▶ [Listed records]:

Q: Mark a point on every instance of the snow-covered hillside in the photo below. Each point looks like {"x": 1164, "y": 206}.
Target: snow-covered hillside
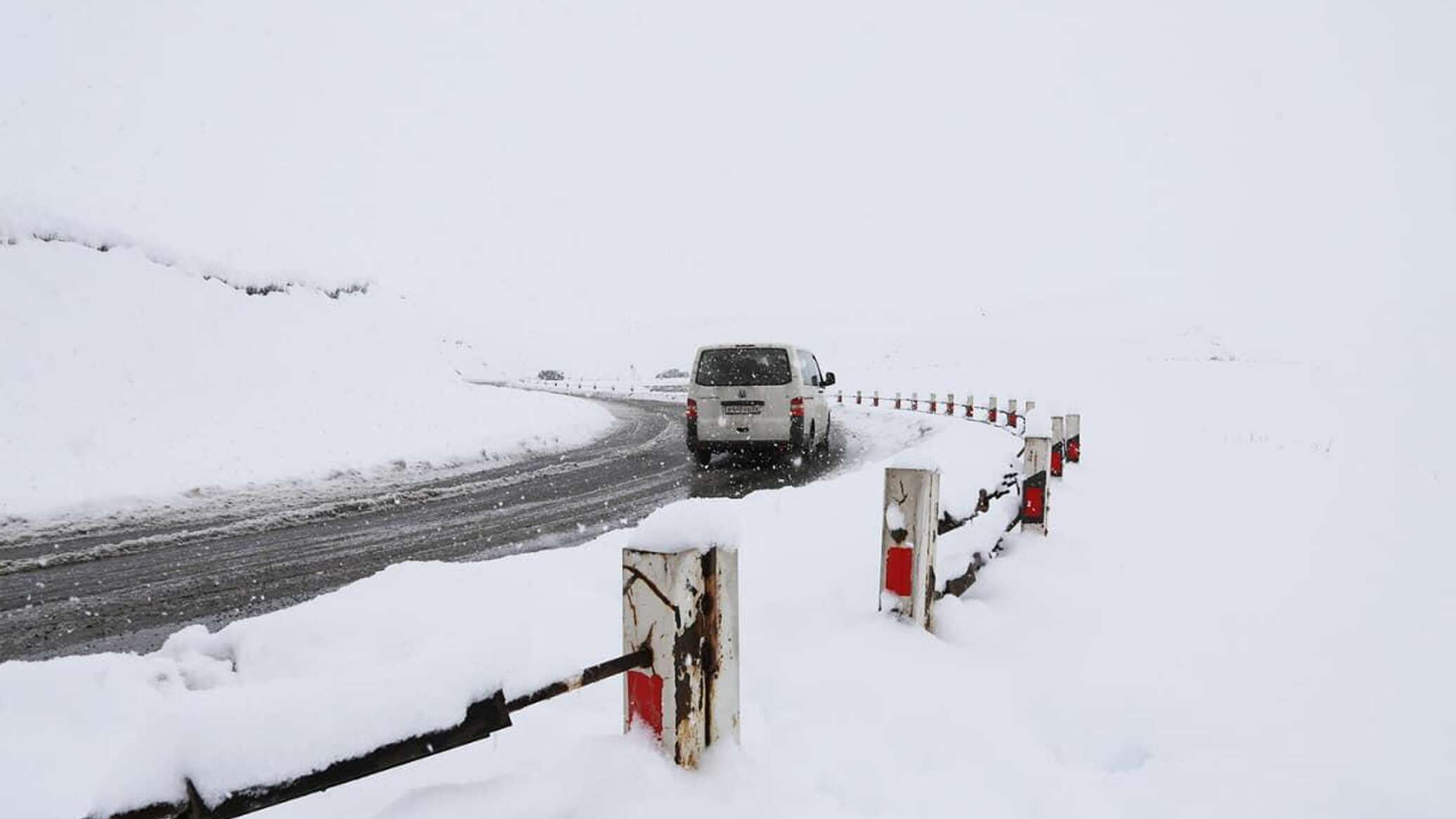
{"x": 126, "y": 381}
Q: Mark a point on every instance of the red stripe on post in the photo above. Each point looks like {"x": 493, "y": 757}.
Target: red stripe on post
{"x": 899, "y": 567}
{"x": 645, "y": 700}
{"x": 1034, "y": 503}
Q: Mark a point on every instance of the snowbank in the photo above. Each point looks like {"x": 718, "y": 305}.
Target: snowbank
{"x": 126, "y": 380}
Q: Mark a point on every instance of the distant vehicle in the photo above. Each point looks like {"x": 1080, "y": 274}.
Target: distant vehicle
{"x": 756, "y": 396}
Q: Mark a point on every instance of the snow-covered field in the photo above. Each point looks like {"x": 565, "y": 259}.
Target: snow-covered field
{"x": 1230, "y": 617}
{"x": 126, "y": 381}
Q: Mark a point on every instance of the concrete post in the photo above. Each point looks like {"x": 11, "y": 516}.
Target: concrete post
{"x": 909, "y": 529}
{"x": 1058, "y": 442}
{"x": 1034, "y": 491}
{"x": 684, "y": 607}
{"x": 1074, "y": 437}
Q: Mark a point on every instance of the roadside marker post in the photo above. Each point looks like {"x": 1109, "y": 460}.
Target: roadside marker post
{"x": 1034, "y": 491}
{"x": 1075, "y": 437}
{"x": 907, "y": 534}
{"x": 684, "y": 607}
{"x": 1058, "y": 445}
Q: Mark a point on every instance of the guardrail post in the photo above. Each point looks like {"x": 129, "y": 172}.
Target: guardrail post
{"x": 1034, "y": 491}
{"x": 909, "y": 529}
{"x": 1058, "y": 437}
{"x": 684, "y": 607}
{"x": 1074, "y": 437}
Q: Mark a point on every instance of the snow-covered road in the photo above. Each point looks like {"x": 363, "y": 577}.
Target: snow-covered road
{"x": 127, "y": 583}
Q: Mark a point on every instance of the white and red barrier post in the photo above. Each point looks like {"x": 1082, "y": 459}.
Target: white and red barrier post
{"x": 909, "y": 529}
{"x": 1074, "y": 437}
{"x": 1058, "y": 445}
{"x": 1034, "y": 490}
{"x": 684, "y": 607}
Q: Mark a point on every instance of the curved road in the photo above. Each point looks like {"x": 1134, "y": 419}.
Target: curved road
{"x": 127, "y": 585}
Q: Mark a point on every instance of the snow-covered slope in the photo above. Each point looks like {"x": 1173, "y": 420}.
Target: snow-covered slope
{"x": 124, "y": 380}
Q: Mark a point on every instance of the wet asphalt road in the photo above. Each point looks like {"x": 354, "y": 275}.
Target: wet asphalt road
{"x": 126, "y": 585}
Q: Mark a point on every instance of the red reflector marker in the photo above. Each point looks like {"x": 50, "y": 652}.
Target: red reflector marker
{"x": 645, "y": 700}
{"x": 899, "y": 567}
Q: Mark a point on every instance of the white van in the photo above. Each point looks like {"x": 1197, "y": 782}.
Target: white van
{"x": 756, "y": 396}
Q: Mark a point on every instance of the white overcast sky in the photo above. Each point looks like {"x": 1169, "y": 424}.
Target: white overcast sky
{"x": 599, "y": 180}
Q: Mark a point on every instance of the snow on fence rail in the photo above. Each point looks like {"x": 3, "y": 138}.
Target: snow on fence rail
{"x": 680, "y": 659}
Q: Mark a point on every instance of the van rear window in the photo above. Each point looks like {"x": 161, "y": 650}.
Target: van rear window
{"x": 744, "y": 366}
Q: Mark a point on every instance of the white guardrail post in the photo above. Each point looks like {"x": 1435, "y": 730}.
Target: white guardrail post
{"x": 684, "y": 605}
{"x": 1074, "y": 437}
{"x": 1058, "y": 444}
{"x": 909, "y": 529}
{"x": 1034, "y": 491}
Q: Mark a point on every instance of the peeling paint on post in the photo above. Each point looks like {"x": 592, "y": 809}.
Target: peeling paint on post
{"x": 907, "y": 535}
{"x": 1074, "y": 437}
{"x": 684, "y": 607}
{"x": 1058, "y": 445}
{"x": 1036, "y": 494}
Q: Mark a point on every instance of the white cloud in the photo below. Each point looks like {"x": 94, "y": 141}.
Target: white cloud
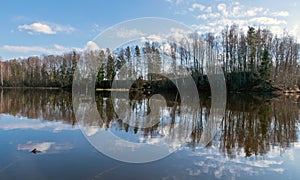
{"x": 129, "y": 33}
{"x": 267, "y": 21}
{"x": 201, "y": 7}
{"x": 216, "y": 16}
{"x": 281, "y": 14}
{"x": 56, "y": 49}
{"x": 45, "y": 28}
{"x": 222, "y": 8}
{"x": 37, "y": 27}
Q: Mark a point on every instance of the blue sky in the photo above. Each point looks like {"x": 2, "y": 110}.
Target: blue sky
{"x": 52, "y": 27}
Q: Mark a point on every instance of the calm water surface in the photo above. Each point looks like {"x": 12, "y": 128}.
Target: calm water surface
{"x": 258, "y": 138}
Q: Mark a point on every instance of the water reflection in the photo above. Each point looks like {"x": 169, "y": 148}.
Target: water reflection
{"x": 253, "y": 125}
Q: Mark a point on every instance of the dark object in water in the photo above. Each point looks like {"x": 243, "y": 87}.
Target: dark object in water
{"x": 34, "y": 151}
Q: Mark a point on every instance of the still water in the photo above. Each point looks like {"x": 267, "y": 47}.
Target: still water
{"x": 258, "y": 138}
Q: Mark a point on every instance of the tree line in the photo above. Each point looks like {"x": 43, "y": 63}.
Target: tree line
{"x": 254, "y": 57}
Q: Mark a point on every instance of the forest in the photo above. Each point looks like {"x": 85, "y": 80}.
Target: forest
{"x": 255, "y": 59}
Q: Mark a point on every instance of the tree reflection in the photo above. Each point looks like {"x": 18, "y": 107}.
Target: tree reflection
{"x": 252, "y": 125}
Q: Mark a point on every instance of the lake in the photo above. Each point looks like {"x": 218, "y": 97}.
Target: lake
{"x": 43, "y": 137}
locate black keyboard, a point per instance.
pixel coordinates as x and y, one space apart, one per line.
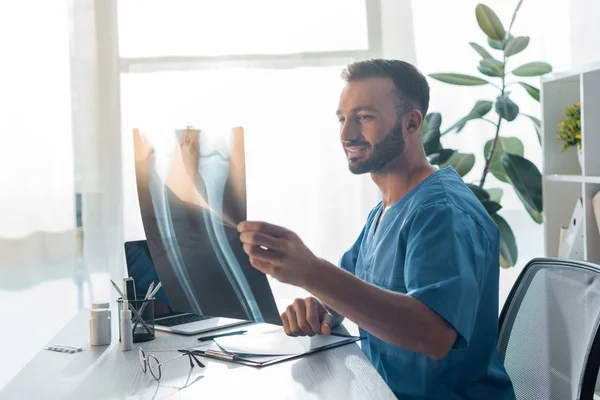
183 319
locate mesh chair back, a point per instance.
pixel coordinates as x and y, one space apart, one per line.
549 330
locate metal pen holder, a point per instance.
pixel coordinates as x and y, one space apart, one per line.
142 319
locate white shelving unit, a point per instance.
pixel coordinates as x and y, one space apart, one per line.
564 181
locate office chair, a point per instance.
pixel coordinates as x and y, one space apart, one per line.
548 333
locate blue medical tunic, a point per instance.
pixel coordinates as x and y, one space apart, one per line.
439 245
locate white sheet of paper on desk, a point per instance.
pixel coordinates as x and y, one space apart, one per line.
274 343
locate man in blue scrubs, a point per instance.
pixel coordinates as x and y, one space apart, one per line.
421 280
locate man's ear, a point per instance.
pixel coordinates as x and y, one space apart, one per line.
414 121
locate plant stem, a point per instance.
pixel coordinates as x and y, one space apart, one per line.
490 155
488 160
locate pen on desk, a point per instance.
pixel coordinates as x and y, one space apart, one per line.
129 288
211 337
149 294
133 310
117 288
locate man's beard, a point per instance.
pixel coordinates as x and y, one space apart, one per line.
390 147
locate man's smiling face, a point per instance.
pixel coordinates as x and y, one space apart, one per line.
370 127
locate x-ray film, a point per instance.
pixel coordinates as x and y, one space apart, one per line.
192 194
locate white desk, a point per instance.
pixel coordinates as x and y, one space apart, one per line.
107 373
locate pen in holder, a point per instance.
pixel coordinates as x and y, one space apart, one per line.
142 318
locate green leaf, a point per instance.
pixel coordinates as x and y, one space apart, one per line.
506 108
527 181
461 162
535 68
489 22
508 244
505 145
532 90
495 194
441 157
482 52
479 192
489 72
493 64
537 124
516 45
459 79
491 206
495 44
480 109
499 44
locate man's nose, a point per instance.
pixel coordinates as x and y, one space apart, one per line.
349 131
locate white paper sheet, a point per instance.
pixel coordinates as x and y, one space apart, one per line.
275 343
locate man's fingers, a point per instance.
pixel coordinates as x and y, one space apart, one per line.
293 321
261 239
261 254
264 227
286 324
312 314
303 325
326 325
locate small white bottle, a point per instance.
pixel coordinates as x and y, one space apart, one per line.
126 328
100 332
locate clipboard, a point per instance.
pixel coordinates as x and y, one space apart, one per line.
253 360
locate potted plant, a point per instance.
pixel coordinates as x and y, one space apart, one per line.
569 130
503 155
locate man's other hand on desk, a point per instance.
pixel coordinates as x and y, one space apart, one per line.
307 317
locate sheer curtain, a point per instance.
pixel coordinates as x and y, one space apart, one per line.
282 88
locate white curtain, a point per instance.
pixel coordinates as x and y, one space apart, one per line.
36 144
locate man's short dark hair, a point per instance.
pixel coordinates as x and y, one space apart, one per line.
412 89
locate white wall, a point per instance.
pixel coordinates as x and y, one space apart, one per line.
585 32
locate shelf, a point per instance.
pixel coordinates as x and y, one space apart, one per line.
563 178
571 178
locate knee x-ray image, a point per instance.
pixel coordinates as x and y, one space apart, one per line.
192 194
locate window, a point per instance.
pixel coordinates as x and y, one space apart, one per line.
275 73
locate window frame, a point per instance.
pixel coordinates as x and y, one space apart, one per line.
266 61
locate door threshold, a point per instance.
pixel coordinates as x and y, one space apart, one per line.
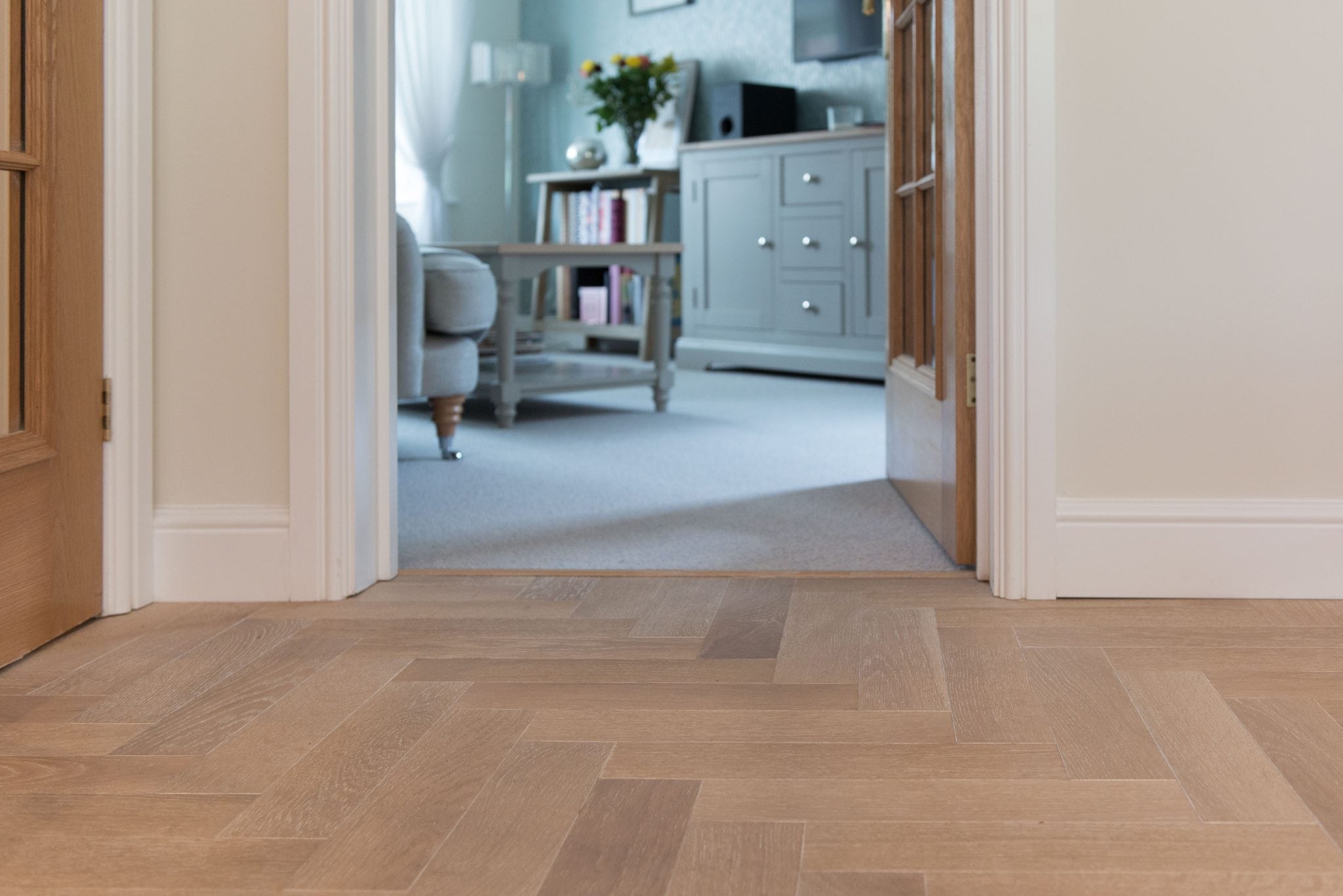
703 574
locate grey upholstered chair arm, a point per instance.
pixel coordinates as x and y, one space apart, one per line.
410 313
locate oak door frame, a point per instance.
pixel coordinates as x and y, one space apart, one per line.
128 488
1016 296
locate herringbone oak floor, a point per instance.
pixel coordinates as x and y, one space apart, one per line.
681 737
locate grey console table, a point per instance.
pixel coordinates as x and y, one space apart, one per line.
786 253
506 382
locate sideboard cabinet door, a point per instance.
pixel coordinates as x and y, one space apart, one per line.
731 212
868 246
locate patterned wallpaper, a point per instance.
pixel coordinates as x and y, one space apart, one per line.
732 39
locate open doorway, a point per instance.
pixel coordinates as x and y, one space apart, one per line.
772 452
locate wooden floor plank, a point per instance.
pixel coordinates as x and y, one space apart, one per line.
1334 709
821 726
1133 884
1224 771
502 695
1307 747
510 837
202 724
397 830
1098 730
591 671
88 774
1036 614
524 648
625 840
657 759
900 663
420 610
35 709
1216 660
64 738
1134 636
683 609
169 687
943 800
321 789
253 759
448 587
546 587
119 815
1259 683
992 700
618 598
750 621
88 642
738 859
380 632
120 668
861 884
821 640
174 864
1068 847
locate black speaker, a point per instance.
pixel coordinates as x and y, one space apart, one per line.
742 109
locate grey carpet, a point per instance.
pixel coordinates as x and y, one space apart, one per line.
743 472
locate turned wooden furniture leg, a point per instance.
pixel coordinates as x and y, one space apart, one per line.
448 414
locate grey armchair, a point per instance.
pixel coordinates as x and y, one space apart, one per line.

▶ [What needs to be done]: In the data above, start at the line that has "Target: still water", stop after the line that has "Q: Mark a point on every instance of the forest", and print every line in between exactly as it stands.

▶ [Solution for this problem]:
Target: still water
{"x": 258, "y": 138}
Q: Mark a point on every instance of the tree line in the photo above. Each point looks like {"x": 43, "y": 63}.
Target: tree line
{"x": 254, "y": 57}
Q: Mark a point on every instance of the forest in the photo above. Each point looks like {"x": 85, "y": 80}.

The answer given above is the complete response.